§ EXERCISE GOAL:
Lines of the records that hold the word "pine" are to be counted; give the number and nothing more.

(Records from a collection)
+ + + + +
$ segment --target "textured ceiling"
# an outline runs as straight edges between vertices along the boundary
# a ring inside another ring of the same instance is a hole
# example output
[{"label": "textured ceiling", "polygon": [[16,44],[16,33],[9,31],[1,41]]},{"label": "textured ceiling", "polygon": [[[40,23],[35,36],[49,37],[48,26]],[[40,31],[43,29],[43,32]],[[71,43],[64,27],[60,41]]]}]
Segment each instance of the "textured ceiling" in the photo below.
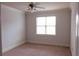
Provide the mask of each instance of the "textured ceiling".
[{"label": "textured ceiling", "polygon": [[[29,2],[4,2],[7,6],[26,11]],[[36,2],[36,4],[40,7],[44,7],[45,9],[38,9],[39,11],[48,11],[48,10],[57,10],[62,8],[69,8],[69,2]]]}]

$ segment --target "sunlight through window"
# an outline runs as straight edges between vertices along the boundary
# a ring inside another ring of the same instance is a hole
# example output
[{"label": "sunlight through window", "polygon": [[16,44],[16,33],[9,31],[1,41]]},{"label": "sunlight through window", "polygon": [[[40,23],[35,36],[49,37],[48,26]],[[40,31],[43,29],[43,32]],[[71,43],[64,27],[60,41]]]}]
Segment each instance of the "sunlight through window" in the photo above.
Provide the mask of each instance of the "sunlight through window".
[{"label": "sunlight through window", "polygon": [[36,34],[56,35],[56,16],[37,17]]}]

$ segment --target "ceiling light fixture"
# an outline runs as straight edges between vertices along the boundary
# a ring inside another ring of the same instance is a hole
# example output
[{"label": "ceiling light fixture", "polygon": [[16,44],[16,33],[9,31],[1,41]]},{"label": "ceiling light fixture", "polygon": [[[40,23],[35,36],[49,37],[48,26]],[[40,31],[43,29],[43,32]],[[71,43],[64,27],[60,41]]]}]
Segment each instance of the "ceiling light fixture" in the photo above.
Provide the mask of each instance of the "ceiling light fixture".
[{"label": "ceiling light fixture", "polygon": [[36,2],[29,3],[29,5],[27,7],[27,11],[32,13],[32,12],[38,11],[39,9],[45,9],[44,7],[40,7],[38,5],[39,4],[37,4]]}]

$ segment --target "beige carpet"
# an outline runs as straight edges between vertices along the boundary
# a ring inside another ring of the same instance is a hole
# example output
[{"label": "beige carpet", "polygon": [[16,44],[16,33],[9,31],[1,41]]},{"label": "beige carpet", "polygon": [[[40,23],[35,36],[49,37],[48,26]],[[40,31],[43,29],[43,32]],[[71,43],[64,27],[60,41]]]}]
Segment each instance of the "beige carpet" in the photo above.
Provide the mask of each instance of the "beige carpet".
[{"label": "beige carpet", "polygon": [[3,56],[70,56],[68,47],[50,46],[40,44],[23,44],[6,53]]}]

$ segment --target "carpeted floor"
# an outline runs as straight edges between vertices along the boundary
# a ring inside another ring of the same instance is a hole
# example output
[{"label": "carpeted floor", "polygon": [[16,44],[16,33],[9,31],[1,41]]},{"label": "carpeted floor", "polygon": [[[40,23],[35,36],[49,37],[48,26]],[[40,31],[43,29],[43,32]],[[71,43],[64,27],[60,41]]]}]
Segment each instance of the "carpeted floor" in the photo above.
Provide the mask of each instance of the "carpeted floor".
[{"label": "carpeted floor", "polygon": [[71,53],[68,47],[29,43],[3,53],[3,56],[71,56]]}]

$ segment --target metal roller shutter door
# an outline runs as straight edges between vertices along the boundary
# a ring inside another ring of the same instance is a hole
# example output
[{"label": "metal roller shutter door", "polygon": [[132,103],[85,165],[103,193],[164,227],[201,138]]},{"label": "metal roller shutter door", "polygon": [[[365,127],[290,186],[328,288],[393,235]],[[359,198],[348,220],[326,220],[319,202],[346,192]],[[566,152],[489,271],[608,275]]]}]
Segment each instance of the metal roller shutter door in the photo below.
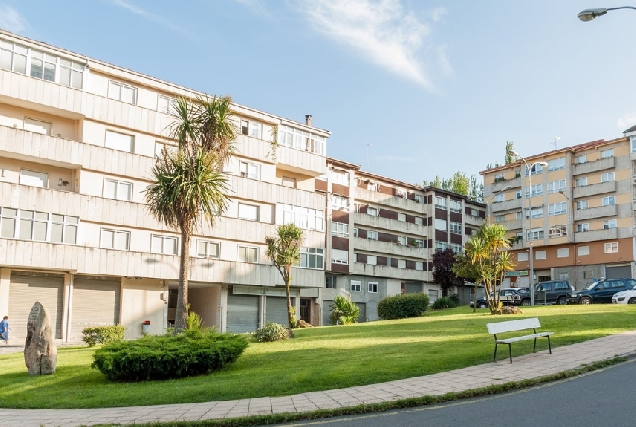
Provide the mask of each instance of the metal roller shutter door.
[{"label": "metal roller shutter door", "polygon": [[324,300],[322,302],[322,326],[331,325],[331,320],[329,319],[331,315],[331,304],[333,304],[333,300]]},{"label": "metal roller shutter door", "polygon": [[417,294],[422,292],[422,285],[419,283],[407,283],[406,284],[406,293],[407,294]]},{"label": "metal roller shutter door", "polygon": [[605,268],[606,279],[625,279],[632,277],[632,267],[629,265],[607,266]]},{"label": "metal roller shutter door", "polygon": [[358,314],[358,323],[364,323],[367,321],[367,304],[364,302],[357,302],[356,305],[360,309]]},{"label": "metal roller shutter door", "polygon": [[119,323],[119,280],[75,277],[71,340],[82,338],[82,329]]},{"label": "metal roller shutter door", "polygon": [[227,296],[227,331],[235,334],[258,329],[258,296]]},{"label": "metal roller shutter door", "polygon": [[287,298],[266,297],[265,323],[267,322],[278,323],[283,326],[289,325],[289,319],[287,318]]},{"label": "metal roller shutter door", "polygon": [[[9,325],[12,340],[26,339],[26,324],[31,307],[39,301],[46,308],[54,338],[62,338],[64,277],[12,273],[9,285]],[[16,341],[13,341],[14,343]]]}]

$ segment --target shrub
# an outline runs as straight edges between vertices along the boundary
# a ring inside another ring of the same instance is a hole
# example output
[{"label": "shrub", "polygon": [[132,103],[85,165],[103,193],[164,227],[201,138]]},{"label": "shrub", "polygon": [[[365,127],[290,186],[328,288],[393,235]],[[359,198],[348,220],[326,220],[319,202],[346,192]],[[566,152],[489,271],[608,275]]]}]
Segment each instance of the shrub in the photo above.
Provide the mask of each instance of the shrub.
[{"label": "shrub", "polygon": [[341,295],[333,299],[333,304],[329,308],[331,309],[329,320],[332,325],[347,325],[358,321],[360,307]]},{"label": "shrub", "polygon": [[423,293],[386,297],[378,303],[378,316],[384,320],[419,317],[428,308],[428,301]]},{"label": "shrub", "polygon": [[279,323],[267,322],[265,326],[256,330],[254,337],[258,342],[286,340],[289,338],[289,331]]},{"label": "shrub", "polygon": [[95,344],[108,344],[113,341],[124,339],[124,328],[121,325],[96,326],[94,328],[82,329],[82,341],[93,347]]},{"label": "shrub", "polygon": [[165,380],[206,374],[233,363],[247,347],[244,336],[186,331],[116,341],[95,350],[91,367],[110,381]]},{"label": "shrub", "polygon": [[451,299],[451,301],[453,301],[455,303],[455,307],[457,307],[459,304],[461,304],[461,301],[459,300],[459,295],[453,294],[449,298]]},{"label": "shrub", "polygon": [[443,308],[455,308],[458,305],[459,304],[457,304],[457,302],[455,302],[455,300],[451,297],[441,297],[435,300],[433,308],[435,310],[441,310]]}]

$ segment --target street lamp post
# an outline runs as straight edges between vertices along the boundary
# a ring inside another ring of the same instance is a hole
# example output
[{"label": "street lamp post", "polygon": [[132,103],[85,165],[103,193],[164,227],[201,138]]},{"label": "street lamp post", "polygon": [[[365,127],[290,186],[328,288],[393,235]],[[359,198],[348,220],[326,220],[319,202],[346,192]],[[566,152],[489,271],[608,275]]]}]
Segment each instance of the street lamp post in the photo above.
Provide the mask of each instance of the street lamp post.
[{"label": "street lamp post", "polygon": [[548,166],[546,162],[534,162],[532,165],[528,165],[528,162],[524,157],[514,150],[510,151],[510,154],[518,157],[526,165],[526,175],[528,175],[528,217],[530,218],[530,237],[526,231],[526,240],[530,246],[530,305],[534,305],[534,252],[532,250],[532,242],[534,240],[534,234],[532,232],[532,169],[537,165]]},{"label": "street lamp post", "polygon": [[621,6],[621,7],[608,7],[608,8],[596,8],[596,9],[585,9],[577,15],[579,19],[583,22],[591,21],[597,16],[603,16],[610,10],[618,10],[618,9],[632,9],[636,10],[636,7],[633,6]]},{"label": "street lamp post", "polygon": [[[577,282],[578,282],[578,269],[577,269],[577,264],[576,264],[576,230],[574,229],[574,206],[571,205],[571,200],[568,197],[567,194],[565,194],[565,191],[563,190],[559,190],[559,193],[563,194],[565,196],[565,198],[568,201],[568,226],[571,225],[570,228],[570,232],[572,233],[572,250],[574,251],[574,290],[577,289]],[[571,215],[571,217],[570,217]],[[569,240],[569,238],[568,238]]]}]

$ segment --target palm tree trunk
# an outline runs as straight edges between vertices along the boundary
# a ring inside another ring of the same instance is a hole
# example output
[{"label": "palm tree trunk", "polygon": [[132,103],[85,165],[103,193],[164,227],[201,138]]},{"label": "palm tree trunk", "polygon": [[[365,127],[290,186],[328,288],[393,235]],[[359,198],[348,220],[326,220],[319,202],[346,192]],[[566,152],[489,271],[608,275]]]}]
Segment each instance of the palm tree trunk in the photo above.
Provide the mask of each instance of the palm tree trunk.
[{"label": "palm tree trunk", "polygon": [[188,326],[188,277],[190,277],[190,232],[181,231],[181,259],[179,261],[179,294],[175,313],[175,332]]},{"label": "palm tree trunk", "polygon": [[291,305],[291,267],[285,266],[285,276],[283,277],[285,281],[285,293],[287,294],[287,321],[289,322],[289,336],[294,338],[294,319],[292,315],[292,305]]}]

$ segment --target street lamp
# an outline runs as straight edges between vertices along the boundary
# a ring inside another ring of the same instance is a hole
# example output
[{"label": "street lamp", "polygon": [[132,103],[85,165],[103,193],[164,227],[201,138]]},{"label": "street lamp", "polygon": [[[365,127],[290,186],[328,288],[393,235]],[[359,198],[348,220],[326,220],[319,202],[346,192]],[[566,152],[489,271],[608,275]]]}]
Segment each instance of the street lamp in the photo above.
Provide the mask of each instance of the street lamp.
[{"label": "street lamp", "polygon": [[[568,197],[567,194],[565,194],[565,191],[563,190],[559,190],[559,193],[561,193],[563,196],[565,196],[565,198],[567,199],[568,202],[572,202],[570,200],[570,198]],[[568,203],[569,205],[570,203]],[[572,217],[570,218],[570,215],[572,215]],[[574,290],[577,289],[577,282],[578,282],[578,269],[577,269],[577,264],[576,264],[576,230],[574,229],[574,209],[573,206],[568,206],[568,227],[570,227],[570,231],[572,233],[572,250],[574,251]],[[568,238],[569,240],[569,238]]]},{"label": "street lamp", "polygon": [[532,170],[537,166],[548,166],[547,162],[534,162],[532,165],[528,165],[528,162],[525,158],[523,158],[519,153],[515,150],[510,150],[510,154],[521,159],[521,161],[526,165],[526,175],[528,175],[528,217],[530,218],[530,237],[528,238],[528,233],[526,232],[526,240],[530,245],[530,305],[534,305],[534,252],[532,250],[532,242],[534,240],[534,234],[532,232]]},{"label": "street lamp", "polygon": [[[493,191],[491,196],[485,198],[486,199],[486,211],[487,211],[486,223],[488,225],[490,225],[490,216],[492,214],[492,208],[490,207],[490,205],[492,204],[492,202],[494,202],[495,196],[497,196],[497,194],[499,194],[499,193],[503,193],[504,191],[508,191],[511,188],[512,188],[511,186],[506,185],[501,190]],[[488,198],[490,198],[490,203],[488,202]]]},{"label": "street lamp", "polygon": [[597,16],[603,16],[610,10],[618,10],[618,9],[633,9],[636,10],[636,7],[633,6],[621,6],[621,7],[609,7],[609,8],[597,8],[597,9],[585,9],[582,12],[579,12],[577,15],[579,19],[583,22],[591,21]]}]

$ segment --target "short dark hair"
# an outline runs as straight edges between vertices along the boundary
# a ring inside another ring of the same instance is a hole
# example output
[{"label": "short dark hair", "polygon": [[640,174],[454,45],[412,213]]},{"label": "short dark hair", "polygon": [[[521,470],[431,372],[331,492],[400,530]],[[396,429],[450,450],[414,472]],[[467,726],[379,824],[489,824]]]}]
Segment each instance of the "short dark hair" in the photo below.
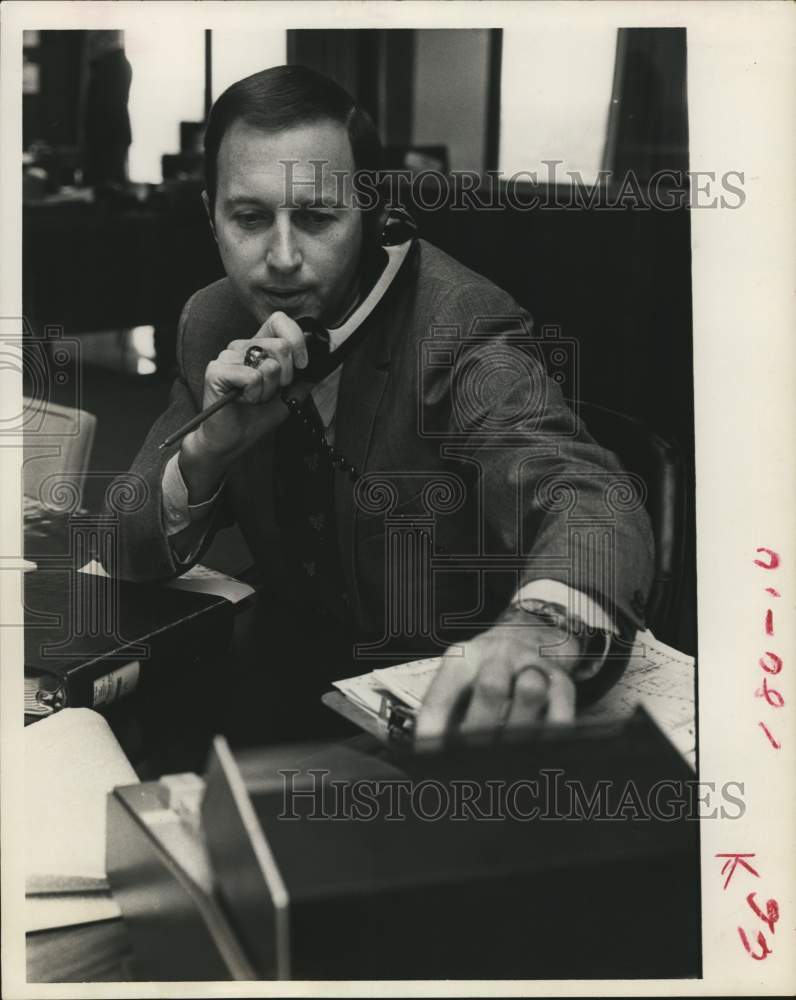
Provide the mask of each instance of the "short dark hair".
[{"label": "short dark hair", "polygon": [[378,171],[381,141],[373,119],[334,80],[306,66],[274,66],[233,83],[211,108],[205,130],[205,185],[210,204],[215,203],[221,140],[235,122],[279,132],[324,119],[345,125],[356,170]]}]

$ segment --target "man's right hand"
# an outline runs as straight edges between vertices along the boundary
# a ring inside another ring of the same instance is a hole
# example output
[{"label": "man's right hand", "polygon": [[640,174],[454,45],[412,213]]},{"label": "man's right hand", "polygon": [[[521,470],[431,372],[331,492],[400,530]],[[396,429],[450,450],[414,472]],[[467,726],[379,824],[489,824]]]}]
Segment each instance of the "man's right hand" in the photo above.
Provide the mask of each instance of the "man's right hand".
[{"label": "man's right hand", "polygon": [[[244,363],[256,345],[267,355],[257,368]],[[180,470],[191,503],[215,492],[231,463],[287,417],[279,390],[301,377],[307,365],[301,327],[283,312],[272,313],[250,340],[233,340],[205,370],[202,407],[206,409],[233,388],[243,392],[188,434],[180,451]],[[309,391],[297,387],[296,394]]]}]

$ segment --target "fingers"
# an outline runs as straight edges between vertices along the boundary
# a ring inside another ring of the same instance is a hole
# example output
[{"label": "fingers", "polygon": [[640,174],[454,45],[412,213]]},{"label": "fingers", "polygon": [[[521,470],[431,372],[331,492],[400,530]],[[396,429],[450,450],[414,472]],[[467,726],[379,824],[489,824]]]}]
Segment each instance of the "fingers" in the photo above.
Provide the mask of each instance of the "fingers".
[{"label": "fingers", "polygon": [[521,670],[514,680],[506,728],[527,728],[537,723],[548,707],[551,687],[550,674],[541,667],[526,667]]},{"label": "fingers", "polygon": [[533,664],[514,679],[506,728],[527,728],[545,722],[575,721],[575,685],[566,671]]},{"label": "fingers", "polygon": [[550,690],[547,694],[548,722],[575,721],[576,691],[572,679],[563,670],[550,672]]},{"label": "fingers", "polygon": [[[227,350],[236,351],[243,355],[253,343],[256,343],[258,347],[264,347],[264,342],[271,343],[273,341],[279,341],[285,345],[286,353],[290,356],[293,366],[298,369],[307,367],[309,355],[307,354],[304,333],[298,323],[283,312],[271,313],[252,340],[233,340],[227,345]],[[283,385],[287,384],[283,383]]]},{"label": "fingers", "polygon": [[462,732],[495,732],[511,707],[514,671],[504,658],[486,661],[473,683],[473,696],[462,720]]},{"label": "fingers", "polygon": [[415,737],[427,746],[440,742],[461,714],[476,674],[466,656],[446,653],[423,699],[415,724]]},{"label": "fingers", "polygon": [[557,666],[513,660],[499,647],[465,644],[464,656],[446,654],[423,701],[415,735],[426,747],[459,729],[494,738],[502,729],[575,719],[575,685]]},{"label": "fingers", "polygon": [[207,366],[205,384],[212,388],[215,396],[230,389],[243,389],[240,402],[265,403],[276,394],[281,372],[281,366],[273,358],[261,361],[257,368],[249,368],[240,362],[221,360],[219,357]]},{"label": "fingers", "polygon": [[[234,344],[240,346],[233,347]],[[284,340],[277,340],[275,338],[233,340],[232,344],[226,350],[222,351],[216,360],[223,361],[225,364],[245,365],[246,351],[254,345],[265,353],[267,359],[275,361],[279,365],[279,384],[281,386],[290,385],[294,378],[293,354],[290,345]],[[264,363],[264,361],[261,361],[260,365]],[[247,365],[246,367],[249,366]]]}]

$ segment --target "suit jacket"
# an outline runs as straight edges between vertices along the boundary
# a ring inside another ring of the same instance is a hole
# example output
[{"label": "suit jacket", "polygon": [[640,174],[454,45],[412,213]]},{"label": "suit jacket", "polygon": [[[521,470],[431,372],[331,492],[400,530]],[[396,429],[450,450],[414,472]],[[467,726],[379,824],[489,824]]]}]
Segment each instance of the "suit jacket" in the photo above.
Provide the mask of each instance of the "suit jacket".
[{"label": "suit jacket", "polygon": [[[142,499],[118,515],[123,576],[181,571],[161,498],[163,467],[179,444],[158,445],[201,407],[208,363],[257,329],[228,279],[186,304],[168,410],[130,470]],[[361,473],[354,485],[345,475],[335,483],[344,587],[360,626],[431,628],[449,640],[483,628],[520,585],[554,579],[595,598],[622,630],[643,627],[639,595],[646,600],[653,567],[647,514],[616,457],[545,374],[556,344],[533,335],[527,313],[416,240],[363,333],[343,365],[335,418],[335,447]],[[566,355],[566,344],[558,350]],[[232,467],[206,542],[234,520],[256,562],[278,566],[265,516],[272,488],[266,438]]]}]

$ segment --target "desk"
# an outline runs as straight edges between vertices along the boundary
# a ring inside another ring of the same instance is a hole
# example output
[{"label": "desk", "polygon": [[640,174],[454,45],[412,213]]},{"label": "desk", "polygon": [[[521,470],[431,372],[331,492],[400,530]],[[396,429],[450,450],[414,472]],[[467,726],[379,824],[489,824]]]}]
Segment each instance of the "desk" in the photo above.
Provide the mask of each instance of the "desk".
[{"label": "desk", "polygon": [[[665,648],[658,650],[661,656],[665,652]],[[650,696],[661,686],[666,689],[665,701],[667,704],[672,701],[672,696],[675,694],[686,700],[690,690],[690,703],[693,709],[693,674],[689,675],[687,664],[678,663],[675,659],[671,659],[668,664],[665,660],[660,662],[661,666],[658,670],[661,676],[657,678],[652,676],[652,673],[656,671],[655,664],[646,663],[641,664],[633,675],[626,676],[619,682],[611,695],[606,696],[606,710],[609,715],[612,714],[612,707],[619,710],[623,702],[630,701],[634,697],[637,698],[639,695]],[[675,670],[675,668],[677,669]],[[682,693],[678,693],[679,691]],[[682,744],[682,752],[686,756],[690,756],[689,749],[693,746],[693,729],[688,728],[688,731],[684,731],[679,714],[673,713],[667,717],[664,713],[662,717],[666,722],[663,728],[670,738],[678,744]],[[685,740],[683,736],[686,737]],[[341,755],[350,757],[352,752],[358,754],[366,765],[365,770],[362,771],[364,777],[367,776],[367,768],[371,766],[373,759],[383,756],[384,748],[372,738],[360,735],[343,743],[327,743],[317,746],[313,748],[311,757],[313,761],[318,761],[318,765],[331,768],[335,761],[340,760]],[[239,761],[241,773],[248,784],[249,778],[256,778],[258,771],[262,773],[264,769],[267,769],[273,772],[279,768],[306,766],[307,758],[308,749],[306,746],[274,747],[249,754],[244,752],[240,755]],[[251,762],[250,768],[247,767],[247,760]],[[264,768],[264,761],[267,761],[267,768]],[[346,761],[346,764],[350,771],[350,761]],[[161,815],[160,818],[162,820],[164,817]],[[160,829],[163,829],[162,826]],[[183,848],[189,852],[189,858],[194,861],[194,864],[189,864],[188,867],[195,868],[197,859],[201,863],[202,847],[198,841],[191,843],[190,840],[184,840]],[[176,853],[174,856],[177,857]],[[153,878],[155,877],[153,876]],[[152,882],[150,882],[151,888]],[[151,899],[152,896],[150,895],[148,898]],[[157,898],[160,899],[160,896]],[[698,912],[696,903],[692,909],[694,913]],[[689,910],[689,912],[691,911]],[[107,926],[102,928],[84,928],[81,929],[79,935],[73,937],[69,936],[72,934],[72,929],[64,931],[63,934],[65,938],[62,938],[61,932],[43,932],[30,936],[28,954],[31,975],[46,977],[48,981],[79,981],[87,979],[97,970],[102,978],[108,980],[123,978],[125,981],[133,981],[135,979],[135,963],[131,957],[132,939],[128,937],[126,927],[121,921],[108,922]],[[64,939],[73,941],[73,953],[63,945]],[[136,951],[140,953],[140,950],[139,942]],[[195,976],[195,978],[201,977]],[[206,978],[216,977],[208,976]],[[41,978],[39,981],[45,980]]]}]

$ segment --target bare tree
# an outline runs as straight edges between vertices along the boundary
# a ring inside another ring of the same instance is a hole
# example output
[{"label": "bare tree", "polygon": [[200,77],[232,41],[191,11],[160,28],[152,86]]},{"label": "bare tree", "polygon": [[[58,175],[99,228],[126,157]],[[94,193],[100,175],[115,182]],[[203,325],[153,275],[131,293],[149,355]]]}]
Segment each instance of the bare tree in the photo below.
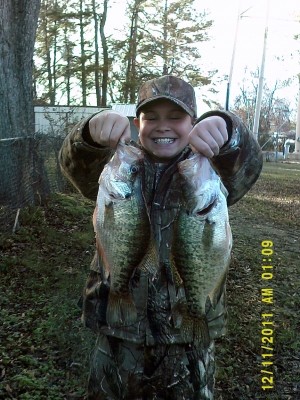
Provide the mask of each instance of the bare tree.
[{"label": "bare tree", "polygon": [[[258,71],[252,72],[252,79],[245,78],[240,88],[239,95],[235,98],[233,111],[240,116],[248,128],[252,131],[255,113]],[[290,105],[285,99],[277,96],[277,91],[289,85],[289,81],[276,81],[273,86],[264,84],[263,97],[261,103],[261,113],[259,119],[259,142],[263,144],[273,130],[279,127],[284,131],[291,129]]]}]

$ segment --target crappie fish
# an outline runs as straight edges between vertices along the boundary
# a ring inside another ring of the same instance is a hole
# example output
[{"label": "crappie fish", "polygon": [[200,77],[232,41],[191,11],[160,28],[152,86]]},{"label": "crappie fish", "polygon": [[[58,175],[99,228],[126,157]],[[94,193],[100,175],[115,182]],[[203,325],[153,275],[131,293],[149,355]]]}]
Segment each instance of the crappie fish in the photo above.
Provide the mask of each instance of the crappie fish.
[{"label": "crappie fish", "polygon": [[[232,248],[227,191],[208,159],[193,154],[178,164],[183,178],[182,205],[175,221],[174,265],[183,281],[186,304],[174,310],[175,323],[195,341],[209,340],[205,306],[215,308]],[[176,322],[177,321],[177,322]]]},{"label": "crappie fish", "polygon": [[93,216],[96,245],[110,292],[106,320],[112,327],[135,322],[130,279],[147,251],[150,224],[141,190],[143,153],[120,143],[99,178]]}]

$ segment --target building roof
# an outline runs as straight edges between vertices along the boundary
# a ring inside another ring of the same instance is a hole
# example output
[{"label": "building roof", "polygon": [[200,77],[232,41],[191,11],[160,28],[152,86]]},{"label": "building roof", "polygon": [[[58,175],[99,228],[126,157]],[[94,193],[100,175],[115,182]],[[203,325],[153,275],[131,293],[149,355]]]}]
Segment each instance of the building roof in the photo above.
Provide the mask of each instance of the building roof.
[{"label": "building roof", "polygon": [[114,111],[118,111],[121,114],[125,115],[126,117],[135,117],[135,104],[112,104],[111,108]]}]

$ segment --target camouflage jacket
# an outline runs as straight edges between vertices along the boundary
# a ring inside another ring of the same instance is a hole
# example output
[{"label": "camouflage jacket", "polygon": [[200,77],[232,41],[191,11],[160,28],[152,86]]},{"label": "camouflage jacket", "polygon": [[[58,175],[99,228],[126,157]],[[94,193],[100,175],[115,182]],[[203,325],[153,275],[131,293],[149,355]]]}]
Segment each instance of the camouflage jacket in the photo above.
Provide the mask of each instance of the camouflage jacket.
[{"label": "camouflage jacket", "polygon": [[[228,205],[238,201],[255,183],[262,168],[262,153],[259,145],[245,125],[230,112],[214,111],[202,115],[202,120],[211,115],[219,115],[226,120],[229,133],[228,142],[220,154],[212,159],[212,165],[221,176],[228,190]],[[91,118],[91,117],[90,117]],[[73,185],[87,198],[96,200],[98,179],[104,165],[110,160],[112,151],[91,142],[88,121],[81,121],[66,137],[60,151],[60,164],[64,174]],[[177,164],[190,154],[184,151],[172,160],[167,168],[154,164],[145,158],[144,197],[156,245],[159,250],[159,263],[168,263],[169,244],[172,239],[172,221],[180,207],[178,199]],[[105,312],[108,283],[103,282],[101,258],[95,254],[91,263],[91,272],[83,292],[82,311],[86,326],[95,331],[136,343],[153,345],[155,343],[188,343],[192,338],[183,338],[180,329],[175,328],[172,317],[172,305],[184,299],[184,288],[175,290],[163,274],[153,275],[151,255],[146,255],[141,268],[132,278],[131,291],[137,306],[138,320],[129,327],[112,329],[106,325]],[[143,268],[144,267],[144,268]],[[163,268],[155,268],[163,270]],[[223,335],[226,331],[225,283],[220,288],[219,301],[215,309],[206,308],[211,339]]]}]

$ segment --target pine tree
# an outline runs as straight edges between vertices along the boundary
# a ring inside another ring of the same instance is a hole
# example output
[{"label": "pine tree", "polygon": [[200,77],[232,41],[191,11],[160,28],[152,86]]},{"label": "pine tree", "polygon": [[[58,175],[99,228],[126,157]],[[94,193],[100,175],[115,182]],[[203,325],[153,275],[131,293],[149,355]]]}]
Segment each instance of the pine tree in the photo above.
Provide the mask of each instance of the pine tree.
+ + + + +
§ TASK RESPONSE:
4